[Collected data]
══════

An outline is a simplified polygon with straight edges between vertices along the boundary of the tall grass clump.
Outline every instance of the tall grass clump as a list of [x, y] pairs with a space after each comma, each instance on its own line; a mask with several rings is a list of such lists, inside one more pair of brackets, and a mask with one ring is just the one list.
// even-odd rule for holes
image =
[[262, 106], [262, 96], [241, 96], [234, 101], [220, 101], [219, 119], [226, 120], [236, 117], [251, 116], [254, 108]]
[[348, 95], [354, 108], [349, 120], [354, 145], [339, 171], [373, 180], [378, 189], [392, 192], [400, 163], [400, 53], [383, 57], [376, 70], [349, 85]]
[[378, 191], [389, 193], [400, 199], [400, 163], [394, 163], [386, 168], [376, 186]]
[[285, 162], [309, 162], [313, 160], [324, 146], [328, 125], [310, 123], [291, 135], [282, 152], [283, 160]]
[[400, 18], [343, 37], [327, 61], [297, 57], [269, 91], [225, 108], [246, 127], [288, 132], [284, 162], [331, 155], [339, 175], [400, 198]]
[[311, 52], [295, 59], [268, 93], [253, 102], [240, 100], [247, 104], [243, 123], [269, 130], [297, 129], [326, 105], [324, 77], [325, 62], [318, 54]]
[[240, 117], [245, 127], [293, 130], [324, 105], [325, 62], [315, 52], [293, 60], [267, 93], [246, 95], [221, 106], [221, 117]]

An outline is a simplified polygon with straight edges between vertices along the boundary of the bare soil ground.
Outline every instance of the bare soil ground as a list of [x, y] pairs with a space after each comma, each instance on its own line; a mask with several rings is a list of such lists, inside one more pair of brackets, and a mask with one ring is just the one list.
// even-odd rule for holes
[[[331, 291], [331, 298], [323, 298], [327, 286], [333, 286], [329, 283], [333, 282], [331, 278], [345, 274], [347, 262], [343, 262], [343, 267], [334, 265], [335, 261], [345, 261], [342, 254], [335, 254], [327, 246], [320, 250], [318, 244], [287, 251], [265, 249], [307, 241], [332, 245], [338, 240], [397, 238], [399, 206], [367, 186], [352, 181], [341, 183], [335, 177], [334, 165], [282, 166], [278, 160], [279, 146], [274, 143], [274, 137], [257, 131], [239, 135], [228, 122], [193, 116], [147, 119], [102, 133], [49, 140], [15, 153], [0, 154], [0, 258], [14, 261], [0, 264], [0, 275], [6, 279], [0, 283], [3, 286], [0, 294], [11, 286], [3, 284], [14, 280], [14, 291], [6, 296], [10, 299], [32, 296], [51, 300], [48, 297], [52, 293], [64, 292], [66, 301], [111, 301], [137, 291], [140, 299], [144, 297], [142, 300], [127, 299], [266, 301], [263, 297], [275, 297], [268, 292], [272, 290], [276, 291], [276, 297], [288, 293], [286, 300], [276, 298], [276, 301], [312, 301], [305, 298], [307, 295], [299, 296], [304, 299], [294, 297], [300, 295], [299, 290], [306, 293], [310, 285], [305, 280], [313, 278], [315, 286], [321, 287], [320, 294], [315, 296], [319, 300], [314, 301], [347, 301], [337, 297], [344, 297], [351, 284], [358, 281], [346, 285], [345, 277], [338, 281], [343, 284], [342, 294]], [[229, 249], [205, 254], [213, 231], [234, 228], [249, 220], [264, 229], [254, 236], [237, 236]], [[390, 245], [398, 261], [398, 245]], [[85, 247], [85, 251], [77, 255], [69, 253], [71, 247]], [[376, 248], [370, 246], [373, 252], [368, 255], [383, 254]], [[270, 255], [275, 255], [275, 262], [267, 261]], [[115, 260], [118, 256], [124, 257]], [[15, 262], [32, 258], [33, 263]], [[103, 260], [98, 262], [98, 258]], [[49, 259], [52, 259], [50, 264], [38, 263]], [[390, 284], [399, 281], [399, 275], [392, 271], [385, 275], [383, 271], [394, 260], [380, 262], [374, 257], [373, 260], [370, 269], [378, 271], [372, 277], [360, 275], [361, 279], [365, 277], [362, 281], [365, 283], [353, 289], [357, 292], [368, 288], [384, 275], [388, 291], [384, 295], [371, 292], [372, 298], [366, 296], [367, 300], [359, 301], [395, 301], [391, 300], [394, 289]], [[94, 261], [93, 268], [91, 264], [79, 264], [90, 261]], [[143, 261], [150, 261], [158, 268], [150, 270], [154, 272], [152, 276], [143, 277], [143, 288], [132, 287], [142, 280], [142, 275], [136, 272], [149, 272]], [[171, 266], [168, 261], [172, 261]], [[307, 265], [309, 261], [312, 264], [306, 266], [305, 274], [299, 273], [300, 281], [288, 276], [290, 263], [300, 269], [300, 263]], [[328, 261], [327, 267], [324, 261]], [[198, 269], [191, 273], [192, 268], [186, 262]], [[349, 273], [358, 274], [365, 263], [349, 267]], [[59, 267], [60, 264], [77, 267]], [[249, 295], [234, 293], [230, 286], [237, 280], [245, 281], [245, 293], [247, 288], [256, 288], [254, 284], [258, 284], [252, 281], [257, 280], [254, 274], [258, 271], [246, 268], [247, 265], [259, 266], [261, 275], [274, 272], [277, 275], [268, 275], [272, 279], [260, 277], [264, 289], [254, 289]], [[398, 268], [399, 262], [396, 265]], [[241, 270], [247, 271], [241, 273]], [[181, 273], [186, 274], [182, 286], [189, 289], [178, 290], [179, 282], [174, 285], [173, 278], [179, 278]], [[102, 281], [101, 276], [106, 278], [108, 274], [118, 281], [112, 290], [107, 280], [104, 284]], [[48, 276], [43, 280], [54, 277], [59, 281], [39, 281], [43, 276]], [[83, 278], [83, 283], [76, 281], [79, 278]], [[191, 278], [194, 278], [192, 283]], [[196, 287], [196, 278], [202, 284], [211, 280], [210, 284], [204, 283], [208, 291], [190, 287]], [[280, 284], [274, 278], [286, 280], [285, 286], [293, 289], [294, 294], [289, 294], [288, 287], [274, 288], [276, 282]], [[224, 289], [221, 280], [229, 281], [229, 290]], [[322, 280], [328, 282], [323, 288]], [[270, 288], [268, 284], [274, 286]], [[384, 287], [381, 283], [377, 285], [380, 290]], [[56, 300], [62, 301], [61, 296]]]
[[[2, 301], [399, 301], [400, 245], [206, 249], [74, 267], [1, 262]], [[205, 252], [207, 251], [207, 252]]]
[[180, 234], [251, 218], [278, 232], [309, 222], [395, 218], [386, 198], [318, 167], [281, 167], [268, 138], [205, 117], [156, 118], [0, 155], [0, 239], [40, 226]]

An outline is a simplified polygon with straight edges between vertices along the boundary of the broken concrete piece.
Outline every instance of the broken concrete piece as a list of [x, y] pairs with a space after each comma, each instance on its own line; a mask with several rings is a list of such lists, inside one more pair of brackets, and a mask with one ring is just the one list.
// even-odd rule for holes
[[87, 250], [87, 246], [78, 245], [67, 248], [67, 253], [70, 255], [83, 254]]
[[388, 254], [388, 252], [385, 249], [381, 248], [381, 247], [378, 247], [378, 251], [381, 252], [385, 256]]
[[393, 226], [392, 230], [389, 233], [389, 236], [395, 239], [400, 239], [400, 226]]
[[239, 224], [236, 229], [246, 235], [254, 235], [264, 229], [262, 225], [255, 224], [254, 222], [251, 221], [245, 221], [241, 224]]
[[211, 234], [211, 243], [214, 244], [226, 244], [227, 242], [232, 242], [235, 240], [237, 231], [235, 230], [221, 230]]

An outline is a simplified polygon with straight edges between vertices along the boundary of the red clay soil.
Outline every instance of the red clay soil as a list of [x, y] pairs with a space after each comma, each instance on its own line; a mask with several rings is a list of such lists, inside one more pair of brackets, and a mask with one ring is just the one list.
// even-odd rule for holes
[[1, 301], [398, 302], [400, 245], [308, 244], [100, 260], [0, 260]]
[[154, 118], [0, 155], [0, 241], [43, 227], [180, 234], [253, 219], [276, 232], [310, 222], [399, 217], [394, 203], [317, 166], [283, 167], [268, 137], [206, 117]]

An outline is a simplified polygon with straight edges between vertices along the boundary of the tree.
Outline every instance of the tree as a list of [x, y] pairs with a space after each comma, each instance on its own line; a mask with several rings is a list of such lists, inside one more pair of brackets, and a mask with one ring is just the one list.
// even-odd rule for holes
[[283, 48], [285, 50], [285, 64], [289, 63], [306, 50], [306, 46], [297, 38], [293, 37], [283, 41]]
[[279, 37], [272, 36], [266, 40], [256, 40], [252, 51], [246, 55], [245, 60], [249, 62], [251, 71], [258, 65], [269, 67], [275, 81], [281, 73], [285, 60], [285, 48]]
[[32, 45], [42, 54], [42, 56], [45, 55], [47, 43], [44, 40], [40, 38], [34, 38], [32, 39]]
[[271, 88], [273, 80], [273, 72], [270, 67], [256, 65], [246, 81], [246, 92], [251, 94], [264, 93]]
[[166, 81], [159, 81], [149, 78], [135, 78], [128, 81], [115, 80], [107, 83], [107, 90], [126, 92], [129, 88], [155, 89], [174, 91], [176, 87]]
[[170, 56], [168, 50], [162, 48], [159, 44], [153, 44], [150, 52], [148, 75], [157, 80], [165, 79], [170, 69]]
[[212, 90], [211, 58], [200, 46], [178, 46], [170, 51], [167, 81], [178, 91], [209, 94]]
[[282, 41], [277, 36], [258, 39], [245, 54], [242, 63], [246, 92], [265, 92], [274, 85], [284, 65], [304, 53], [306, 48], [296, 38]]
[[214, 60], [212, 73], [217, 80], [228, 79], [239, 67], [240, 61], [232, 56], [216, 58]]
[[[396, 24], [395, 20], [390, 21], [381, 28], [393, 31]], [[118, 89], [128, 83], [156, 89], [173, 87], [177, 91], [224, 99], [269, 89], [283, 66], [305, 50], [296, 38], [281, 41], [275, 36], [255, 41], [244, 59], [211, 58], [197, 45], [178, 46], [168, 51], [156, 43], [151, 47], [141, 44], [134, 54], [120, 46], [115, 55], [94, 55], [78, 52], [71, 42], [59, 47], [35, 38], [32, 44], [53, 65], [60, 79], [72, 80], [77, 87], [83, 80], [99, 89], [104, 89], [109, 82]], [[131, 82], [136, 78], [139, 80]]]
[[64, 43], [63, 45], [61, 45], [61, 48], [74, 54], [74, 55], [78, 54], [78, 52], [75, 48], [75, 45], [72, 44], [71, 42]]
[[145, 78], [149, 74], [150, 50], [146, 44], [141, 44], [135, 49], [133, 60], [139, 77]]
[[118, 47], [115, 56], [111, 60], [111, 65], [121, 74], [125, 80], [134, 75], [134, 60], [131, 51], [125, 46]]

══════

• _EXERCISE INSTRUCTIONS_
All lines above between those holding "Outline every instance of the red" and "of the tree.", inclusive, must be set down unchanged, and no other line may be included.

• _REPLY TO THE TASK_
Outline every instance of the red clay soil as a list of [x, y] pairs with a space after each comma, each instance on its own line; a mask with several rings is a list of such lists, inside one more pair of brackets, and a mask with one ring is just the one list.
// even-odd rule for holes
[[1, 301], [398, 302], [400, 245], [308, 244], [100, 260], [0, 260]]
[[154, 118], [0, 155], [0, 241], [43, 227], [180, 234], [253, 219], [276, 232], [310, 222], [399, 217], [394, 203], [317, 166], [283, 167], [268, 137], [206, 117]]

An outline is a simplified polygon with straight edges between vertices along the boundary of the tree.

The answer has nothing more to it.